Information provided ▸
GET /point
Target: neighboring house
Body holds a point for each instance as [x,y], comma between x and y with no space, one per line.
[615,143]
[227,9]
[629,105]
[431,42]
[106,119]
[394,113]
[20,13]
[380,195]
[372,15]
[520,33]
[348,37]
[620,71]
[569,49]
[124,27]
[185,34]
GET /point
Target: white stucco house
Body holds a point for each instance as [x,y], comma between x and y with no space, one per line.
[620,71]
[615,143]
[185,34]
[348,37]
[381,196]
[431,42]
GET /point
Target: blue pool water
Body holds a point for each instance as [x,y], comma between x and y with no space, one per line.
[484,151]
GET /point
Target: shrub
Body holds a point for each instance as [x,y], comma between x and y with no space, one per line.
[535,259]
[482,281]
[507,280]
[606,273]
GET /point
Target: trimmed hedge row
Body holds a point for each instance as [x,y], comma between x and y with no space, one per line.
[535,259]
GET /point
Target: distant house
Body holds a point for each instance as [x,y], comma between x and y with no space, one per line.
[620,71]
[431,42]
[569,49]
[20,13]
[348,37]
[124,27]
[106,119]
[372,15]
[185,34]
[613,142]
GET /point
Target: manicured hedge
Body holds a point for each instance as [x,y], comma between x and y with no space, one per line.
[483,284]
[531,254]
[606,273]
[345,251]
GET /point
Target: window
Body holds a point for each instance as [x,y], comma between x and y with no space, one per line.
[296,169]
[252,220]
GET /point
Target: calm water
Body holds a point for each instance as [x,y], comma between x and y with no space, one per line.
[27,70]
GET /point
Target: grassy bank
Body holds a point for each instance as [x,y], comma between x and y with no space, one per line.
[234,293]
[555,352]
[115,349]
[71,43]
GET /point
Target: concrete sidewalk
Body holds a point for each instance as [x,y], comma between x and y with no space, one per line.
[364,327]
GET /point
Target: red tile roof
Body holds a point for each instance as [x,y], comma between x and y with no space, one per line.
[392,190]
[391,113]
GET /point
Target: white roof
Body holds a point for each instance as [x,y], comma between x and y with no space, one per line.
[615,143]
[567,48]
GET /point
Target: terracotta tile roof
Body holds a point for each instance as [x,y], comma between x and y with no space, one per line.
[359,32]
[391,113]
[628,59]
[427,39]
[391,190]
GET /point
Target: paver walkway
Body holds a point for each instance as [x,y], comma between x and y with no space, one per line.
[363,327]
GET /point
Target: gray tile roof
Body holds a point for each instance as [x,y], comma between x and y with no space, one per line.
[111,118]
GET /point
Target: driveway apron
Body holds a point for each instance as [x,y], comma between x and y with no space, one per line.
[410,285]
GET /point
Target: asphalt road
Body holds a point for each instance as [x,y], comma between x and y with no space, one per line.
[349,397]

Instructions for the task ▸
Pull each line containing "house" from the records.

Exercise solution ▸
Target: neighboring house
Target: white stucco house
Target: distant house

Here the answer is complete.